◆ Prompt ◆
Exactly the lines from the one containing "[tag] shrub in background: a pin per instance" through the end of the data below are to be reproduced, and nothing besides them.

◆ Information given ◆
========================================================================

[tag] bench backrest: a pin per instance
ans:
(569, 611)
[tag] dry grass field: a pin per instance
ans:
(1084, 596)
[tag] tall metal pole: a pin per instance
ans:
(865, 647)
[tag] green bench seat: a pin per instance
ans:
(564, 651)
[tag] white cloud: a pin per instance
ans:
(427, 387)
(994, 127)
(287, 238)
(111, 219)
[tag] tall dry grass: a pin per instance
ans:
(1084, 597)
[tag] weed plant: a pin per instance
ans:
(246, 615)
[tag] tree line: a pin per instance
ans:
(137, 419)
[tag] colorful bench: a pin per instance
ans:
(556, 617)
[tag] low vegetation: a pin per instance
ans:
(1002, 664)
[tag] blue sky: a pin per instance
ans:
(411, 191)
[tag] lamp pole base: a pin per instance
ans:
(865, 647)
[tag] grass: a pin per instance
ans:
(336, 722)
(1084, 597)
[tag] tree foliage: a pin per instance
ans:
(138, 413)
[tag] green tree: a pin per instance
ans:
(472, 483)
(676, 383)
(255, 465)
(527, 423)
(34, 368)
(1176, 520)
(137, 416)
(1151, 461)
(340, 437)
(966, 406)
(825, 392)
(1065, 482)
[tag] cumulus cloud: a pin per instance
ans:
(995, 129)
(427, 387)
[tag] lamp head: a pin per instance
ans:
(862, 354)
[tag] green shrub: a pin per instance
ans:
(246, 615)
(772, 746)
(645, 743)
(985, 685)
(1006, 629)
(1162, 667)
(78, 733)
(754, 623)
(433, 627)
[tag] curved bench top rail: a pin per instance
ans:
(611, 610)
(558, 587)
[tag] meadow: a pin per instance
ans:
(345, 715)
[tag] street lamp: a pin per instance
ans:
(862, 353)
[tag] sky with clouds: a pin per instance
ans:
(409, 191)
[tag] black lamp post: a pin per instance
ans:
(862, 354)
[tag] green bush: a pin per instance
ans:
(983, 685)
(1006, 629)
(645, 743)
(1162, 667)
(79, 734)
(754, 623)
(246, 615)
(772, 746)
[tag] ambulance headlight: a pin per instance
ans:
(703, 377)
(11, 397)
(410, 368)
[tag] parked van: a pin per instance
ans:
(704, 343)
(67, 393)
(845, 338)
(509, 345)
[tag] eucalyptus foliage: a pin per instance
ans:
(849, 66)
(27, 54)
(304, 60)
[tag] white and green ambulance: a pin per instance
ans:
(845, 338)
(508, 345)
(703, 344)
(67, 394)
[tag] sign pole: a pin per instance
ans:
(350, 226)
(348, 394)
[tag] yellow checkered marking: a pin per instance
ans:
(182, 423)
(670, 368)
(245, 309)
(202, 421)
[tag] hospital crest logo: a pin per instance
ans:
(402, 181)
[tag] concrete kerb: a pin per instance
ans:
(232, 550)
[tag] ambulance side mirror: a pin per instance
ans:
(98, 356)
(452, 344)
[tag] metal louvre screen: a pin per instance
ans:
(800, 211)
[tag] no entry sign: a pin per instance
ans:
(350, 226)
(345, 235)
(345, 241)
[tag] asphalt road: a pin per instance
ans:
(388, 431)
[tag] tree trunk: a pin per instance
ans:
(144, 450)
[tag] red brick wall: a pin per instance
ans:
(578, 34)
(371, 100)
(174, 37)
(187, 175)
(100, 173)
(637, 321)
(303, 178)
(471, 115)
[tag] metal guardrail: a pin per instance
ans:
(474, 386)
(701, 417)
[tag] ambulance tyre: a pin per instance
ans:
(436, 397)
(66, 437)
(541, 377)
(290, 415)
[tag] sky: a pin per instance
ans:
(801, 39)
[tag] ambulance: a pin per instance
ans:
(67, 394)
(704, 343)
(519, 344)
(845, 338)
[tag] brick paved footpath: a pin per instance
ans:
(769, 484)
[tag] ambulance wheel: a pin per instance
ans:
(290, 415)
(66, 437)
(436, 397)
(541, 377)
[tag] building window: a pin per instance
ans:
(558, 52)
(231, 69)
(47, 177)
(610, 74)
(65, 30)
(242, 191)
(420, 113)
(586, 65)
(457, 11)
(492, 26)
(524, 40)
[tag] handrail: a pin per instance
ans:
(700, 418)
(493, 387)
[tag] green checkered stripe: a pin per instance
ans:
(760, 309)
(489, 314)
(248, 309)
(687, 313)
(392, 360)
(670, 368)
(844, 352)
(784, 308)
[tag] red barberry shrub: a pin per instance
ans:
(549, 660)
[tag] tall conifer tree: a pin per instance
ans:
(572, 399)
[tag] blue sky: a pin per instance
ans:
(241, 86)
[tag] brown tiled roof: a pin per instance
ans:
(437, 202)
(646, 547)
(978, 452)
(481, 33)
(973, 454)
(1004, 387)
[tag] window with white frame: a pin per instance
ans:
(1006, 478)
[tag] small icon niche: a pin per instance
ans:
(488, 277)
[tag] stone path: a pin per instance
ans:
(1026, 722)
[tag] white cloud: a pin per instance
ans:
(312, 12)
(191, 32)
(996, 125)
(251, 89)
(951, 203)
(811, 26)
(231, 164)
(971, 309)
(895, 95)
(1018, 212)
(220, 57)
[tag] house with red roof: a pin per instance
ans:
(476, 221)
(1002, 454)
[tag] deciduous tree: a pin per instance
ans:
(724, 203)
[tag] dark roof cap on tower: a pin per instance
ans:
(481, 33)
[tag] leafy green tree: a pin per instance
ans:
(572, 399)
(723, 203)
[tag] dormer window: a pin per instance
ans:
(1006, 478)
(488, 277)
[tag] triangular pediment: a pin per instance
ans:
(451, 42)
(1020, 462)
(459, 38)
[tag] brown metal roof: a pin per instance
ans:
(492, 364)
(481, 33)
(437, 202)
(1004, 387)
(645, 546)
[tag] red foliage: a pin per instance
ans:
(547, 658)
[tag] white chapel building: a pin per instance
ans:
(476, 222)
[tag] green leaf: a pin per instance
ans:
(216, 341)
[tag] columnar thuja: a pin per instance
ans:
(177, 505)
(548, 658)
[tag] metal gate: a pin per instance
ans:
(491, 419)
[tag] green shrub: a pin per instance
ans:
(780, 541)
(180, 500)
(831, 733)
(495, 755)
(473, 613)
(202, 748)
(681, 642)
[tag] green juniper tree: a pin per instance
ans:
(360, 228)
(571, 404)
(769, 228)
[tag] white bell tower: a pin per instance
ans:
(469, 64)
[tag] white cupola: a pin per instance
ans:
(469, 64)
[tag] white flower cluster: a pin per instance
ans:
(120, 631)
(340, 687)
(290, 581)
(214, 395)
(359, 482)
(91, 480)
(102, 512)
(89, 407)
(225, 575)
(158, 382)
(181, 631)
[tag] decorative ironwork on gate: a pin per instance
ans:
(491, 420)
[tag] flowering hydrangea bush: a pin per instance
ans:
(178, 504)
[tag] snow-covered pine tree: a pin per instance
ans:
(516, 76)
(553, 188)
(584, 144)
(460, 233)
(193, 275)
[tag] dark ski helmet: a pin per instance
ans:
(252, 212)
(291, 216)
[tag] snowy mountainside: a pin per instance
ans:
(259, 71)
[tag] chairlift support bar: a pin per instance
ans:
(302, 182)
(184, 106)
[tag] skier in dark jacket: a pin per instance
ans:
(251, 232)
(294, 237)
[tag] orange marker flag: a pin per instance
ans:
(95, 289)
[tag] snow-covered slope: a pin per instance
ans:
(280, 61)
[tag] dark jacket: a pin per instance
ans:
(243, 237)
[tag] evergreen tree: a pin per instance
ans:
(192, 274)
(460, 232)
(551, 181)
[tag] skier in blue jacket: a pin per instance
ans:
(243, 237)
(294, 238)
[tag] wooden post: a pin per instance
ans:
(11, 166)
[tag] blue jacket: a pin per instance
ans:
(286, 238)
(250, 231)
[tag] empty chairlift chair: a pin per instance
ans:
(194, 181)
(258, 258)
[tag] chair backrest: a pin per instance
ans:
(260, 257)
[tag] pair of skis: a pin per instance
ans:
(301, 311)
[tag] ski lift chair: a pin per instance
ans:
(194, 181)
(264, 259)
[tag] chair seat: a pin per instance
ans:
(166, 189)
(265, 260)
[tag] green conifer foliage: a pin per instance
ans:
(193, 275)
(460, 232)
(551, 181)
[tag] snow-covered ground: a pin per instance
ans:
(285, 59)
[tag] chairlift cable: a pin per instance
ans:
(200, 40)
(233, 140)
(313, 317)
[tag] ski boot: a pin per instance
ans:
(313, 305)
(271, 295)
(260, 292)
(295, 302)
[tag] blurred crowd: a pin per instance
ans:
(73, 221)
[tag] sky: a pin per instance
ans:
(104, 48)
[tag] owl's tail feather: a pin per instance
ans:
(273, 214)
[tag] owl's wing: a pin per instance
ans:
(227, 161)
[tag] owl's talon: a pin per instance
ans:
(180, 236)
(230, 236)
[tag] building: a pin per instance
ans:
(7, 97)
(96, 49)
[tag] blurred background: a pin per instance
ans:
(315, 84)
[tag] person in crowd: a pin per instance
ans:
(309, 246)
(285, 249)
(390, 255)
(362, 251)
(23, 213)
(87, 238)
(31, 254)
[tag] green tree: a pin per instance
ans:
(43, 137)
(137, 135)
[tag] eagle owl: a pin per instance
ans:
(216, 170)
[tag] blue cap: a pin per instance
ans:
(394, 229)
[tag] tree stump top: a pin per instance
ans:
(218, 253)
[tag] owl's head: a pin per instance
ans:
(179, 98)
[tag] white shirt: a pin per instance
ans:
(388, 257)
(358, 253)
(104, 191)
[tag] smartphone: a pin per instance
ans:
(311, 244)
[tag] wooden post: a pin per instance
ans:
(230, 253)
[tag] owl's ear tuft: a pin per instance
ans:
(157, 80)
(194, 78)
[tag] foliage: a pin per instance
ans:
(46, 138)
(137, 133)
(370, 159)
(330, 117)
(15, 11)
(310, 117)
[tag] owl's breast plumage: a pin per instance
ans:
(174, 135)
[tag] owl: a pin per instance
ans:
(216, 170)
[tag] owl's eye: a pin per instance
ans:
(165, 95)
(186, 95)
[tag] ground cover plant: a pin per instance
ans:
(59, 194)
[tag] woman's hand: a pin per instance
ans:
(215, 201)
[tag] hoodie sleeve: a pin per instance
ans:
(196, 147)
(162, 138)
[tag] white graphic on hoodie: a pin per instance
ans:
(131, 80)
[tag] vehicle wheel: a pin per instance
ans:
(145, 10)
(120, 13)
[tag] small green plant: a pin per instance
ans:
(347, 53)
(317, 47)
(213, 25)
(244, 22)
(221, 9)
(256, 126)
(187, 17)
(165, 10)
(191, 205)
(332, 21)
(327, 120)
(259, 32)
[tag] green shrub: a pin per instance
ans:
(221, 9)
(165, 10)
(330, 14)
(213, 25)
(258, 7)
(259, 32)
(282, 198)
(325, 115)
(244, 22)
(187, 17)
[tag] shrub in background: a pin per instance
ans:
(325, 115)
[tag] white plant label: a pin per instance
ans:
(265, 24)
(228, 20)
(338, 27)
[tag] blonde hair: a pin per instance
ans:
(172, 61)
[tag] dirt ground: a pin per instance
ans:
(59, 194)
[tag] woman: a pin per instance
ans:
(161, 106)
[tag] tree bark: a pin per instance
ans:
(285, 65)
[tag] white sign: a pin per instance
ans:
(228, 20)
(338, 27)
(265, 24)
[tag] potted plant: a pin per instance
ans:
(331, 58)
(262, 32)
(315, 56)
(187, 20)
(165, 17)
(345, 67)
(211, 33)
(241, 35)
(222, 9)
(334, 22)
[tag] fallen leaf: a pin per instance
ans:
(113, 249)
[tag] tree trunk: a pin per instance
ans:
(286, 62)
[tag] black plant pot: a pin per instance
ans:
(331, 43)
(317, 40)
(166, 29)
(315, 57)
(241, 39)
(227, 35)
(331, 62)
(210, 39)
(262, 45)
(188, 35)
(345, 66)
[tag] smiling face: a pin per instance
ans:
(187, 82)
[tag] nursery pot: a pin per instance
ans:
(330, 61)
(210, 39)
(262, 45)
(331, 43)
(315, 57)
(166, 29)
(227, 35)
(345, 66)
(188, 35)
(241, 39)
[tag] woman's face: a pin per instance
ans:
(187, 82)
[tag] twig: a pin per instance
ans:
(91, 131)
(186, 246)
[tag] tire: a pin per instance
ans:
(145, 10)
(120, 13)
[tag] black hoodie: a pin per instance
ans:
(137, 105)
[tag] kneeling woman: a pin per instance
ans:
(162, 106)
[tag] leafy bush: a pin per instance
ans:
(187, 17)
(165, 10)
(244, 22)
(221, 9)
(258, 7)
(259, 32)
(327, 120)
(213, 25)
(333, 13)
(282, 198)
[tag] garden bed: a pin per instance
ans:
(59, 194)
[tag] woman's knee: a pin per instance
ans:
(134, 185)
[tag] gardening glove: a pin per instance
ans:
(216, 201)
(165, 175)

========================================================================

◆ Written answer ◆
[tag] shrub in background: a pin per instance
ans:
(325, 115)
[tag] white plant label: a pin per instance
ans:
(265, 24)
(228, 20)
(338, 27)
[tag] blonde hair: a pin per instance
ans:
(172, 61)
[tag] dirt ground: a pin per instance
ans:
(59, 194)
[tag] woman: a pin per instance
ans:
(161, 106)
[tag] tree bark: a pin per instance
ans:
(285, 65)
[tag] white sign: a pin per instance
ans:
(228, 20)
(338, 27)
(265, 24)
[tag] potted plant: a pin per instance
ans:
(331, 58)
(262, 32)
(315, 56)
(187, 20)
(165, 17)
(345, 67)
(211, 33)
(241, 35)
(222, 9)
(334, 22)
[tag] fallen leaf: a pin per instance
ans:
(113, 249)
[tag] tree trunk: a pin per instance
ans:
(286, 62)
[tag] black plant pot: a pin per instance
ans:
(331, 43)
(317, 40)
(166, 29)
(315, 57)
(241, 39)
(227, 35)
(331, 62)
(210, 39)
(262, 45)
(188, 35)
(345, 66)
[tag] smiling face: a pin per instance
ans:
(187, 82)
[tag] nursery pot: a pin per instance
ans:
(330, 61)
(210, 39)
(262, 45)
(331, 43)
(315, 57)
(166, 29)
(227, 35)
(345, 66)
(188, 35)
(241, 39)
[tag] woman's face: a pin per instance
ans:
(187, 82)
[tag] twig: a pin per instance
ans:
(91, 131)
(186, 246)
[tag] tire: a pin per instance
ans:
(145, 10)
(120, 13)
[tag] black hoodie: a pin per instance
ans:
(137, 105)
[tag] kneeling woman: a pin per instance
ans:
(162, 106)
[tag] leafy bush: a pin per instance
ans:
(187, 17)
(165, 10)
(244, 22)
(221, 9)
(258, 7)
(259, 32)
(327, 120)
(213, 25)
(333, 13)
(282, 198)
[tag] garden bed: a pin per instance
ans:
(59, 194)
[tag] woman's knee: a pin per instance
ans:
(134, 185)
[tag] gardening glove: a pin per instance
ans:
(216, 201)
(165, 175)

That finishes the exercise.